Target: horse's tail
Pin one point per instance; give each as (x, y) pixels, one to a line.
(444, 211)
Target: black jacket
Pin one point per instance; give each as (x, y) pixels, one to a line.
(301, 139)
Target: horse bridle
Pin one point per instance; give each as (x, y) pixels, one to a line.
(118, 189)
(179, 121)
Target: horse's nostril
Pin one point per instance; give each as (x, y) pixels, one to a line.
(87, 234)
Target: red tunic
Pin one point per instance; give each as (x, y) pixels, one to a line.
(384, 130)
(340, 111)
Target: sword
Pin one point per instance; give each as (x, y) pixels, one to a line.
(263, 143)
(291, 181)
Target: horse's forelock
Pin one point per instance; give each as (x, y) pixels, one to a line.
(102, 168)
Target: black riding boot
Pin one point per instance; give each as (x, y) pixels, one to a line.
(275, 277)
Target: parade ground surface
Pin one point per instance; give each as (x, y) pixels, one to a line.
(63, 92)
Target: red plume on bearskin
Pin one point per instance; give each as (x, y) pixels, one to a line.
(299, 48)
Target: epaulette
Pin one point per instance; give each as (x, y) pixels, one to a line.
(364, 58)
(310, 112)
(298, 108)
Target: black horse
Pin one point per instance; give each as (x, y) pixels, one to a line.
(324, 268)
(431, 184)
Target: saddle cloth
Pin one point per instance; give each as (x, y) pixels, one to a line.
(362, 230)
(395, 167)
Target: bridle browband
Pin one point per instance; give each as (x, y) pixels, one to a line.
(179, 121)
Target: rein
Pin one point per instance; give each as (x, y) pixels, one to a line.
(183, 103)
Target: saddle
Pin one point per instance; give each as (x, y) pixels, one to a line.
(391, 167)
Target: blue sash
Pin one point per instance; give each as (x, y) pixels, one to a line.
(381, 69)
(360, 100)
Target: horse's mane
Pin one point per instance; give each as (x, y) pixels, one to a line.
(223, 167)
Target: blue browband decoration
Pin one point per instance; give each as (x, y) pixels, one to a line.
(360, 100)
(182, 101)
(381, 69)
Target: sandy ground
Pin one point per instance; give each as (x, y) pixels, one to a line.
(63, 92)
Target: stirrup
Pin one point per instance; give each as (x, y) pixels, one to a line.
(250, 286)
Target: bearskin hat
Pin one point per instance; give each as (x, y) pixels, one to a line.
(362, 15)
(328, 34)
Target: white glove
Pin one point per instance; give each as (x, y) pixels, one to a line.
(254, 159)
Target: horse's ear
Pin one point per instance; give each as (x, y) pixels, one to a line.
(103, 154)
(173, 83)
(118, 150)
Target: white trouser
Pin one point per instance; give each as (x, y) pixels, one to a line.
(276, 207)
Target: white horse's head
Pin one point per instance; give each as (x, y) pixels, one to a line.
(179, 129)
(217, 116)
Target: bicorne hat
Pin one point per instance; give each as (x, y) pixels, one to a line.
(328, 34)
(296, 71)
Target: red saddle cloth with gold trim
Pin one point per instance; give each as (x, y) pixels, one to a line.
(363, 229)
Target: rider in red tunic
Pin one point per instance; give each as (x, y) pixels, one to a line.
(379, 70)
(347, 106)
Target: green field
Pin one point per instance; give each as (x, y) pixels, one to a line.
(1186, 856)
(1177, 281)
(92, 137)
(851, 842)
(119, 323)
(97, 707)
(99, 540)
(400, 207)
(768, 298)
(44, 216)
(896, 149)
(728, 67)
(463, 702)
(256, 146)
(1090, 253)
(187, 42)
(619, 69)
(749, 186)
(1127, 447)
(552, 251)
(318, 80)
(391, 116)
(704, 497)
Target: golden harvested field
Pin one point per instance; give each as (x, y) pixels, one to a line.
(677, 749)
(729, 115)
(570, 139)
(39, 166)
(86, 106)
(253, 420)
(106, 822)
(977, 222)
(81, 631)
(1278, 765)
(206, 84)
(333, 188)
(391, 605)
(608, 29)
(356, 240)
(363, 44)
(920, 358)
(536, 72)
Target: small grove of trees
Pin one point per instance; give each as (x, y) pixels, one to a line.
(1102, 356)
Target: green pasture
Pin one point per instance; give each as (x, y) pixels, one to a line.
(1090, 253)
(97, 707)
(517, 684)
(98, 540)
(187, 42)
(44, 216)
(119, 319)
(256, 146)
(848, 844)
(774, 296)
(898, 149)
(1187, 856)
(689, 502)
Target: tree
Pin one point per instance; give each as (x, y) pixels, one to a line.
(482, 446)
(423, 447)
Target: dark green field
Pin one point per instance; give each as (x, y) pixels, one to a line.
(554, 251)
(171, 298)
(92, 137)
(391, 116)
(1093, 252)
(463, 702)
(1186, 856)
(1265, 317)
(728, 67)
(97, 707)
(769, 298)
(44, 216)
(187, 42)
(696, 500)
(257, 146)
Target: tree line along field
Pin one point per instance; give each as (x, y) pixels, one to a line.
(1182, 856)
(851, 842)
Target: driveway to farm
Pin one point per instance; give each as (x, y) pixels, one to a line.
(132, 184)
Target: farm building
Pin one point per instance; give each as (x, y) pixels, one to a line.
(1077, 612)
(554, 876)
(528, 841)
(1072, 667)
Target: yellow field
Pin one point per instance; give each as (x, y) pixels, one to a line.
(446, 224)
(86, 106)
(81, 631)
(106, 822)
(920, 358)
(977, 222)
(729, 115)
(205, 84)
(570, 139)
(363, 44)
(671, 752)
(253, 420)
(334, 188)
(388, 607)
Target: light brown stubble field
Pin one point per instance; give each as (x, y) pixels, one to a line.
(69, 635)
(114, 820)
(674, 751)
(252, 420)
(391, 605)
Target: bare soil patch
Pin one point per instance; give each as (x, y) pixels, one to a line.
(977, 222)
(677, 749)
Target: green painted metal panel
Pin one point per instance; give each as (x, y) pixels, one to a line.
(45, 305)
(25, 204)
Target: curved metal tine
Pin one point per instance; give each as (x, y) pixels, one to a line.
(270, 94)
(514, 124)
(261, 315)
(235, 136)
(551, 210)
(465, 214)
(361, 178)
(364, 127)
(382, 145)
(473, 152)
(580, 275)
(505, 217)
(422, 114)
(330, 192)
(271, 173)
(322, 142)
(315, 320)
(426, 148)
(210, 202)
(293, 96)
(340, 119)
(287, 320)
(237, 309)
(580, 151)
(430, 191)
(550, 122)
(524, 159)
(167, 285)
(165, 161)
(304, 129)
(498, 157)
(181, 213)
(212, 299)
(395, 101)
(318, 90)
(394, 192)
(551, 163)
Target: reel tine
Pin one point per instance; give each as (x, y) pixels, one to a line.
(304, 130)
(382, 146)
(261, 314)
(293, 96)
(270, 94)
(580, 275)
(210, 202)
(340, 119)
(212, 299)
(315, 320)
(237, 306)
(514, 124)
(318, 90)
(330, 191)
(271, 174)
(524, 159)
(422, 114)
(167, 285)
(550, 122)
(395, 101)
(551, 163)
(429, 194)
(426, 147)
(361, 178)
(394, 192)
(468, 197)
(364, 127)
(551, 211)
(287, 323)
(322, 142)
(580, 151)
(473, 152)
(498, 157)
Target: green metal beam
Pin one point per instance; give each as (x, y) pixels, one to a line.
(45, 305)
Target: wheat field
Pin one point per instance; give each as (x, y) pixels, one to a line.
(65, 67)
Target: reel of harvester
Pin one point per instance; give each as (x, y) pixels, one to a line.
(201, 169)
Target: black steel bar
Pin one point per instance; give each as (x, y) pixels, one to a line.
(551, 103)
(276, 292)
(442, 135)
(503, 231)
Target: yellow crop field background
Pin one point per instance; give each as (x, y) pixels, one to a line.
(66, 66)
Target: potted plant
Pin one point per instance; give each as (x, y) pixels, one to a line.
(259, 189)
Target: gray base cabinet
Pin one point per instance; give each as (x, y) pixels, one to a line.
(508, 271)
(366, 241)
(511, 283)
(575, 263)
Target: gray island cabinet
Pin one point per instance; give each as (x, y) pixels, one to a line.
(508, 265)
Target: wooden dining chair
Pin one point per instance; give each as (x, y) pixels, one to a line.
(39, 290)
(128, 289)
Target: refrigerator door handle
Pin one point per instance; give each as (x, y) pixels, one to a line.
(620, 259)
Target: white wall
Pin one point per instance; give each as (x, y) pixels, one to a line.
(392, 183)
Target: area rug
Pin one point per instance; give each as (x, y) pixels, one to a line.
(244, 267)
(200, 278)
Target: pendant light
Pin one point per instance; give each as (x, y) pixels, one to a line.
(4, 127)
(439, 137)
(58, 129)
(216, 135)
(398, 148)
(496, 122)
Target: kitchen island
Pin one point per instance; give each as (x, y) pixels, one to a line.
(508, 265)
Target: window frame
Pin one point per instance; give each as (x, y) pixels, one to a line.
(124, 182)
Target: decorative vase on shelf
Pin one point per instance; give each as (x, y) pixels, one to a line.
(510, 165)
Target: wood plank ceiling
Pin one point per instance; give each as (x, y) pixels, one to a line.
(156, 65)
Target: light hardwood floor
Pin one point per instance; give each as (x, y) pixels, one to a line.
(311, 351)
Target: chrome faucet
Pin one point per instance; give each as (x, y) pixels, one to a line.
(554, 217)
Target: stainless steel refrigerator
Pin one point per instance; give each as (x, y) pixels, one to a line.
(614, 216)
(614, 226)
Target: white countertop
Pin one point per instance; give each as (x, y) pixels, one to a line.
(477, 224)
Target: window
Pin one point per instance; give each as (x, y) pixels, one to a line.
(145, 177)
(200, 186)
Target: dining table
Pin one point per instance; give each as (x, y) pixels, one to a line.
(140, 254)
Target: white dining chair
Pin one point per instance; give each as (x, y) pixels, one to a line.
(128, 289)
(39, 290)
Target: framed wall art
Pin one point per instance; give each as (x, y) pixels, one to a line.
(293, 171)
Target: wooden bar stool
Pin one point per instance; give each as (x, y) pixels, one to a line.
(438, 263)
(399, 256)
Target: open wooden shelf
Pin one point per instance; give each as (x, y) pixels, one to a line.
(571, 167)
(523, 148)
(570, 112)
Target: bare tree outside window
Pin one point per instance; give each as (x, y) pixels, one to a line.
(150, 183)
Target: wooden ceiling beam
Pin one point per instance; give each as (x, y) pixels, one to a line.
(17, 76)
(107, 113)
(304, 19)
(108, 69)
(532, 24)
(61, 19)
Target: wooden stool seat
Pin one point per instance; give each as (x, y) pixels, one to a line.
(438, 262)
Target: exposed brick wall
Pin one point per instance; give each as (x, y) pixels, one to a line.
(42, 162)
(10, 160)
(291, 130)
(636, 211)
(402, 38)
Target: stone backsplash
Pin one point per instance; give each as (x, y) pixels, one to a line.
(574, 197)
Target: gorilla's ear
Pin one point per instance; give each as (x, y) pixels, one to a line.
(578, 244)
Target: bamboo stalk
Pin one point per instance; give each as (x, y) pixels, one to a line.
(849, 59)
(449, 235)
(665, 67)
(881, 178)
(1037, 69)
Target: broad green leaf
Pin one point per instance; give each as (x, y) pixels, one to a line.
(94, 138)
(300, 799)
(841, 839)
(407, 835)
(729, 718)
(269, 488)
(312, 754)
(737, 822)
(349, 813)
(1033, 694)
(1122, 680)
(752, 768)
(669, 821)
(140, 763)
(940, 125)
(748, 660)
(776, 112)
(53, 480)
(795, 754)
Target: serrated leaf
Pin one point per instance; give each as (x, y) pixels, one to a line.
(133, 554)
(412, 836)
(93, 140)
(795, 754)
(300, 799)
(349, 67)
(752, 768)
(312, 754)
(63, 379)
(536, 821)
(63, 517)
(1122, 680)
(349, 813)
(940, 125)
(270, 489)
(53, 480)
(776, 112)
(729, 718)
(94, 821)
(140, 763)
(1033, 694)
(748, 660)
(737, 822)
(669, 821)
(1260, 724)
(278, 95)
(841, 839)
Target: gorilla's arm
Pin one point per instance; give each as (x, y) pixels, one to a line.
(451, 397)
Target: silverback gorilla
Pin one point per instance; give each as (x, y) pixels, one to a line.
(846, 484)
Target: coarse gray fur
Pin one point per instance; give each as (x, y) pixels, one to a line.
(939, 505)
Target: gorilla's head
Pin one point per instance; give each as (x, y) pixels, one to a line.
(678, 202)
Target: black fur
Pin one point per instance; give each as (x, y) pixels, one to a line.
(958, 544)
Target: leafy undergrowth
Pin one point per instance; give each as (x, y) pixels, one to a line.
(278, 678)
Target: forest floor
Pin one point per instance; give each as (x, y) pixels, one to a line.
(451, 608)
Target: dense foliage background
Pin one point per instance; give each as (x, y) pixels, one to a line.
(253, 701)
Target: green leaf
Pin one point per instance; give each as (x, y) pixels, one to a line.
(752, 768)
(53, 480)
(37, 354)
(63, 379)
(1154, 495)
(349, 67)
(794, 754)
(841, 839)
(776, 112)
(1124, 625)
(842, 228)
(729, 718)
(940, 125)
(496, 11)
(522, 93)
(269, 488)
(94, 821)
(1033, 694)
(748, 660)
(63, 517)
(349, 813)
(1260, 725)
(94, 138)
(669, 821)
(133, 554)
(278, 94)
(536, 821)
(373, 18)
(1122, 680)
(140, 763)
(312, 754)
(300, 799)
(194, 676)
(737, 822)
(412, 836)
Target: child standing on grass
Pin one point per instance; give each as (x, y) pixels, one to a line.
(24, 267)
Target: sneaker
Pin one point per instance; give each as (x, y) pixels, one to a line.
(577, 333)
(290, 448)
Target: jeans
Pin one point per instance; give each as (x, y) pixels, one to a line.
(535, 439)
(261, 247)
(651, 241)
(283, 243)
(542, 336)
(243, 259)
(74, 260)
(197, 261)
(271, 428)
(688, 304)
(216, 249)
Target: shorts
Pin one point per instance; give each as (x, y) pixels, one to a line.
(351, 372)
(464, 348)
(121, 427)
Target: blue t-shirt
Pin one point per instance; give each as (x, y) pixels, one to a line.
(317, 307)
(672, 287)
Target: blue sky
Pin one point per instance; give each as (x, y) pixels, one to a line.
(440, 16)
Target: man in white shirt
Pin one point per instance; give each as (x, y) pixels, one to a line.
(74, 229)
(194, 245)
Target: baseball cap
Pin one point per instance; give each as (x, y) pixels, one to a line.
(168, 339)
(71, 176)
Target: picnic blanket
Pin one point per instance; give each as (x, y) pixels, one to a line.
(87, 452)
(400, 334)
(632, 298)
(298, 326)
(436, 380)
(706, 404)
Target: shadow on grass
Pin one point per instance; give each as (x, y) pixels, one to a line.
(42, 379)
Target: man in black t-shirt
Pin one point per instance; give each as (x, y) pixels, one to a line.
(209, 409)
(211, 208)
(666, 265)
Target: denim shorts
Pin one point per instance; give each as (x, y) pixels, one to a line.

▶ Exercise aim: Within the material above, transcribe exactly the lines that run from the line holding "Target: bare tree outside window" through the line holding "Target: broad green leaf".

▶ Answer section:
Target: bare tree outside window
Pin one point per instance; give each as (x, y) pixels, one to a line.
(150, 183)
Target: wooden ceiling beam
Pin one point per instance; give each as (x, y) pixels, one to a line.
(17, 76)
(107, 113)
(304, 19)
(108, 69)
(532, 24)
(61, 19)
Target: wooden stool seat
Pin one point per instance; give each as (x, y) pixels, one to a line.
(438, 262)
Target: exposed brick wall
Pin one point per instance; give each as (x, y) pixels, one to a line.
(42, 162)
(10, 160)
(291, 130)
(636, 211)
(402, 38)
Target: stone backsplash
Pin one point per instance; give each as (x, y) pixels, one to a line.
(574, 197)
Target: gorilla's ear
Pin one point per instance; give each as (x, y) pixels, one to a line.
(578, 244)
Target: bamboo stalk
Pin one point per instance; give each as (x, y) pixels, one to a line.
(849, 59)
(449, 235)
(665, 67)
(881, 178)
(1037, 69)
Target: broad green leaf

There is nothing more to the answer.